• _RECORD LIST_:

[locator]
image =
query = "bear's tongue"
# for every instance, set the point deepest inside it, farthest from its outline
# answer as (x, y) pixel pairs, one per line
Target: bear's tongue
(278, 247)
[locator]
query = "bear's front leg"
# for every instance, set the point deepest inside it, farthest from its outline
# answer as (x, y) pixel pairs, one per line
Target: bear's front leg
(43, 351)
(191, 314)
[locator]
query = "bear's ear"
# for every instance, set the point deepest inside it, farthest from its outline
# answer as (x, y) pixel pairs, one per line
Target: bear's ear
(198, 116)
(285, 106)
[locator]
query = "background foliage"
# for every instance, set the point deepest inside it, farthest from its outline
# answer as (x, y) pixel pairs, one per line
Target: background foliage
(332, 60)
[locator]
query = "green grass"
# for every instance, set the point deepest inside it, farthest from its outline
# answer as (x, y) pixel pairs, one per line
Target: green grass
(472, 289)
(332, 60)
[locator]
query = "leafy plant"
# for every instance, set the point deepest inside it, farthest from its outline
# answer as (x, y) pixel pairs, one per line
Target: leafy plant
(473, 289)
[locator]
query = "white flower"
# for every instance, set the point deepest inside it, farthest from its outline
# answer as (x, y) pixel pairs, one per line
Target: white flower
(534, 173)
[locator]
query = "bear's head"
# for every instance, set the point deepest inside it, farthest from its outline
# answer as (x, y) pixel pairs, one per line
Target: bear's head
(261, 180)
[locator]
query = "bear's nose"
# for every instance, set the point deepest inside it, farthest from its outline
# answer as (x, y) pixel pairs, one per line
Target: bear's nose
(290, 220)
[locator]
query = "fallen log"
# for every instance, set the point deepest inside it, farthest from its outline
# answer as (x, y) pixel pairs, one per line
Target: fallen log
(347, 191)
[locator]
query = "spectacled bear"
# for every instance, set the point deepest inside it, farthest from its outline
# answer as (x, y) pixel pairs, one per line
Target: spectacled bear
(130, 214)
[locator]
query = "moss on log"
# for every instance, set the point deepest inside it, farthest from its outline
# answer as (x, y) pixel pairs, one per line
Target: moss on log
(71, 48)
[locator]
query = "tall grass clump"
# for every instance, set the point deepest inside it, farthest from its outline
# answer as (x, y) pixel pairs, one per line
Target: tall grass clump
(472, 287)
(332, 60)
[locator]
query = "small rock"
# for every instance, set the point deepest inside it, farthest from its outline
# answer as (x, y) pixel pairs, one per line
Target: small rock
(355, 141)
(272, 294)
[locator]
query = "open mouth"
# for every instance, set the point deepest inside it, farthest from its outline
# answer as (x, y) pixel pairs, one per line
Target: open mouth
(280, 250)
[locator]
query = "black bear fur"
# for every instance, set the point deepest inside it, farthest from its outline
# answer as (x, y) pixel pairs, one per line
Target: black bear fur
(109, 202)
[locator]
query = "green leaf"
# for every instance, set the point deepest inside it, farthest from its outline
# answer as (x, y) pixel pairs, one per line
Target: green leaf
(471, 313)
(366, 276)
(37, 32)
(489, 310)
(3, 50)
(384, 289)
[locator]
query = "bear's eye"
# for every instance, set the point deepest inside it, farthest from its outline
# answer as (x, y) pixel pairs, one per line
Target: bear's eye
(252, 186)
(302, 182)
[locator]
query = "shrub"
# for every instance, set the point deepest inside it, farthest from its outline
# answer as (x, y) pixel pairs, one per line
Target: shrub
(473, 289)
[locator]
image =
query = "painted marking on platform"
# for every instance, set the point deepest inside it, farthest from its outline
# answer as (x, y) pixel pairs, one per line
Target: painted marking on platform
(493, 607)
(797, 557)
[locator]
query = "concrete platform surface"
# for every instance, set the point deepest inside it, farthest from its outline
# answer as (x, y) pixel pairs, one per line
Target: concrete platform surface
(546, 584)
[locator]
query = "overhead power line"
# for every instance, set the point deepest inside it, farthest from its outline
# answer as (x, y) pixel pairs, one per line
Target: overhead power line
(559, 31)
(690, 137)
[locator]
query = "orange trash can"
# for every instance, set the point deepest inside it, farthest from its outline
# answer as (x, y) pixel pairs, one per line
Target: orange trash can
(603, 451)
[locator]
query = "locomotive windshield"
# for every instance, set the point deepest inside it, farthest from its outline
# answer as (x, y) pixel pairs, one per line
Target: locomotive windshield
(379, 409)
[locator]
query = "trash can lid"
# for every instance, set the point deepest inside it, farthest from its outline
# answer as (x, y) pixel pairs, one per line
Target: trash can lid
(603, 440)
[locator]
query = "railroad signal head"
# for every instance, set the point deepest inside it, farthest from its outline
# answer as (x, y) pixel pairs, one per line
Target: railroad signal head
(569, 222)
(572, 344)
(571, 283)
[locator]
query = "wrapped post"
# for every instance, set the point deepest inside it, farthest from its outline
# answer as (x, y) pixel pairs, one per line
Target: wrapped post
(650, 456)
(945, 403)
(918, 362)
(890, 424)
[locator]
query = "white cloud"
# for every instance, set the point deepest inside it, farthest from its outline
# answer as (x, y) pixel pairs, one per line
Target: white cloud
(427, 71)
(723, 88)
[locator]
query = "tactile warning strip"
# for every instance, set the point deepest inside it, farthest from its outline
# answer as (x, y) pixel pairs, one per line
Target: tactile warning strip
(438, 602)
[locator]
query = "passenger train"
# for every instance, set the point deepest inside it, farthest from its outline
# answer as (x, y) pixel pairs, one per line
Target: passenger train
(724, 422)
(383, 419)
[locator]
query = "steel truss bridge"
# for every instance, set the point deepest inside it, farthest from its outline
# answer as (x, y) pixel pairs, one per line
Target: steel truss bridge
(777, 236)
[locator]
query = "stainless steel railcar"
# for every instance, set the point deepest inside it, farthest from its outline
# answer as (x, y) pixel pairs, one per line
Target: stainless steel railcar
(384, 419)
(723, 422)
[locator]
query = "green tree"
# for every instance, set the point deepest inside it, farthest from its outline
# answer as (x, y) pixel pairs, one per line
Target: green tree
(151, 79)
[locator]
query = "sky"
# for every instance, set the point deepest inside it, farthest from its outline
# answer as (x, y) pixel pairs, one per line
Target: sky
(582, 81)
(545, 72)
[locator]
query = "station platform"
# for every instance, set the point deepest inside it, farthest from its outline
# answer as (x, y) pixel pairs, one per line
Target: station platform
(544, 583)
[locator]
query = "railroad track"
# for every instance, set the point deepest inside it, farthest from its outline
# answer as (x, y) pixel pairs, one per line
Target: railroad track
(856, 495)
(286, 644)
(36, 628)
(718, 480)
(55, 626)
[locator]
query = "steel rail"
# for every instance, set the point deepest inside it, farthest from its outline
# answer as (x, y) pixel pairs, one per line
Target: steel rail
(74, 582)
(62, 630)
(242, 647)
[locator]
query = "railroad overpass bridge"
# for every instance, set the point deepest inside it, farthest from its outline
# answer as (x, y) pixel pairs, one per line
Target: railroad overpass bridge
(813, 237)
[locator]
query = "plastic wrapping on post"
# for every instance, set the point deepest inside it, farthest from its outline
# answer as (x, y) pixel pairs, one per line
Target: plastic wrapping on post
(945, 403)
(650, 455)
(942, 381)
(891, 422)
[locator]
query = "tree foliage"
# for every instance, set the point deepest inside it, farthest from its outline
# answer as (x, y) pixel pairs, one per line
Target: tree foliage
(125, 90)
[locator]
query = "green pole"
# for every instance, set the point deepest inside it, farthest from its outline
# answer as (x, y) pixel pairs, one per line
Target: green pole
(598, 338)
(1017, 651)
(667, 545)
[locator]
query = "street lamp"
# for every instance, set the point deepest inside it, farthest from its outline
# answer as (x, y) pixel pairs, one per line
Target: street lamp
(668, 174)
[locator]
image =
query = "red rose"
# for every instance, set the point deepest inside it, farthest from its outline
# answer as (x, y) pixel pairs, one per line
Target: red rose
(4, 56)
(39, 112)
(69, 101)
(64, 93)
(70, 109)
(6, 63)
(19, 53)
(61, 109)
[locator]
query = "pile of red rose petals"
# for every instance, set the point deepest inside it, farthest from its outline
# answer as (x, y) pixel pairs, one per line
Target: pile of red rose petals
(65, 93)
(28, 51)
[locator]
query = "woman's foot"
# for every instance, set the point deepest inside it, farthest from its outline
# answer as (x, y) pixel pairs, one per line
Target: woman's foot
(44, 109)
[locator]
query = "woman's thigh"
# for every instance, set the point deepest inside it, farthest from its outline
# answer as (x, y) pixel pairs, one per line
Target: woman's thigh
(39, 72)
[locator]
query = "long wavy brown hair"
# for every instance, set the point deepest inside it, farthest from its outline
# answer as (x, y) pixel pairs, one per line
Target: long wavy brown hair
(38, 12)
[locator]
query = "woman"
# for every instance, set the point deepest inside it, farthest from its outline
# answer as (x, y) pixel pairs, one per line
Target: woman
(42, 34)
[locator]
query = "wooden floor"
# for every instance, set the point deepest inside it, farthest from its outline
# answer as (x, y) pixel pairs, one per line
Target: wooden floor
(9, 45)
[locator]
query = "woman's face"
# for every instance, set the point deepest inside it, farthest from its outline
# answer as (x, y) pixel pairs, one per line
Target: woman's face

• _TASK OBJECTIVE_: Which lines in the items above contain the word "floor"? Pull out each of those lines and copy it in full.

• _REPLY_:
query = "wooden floor"
Target: wooden floor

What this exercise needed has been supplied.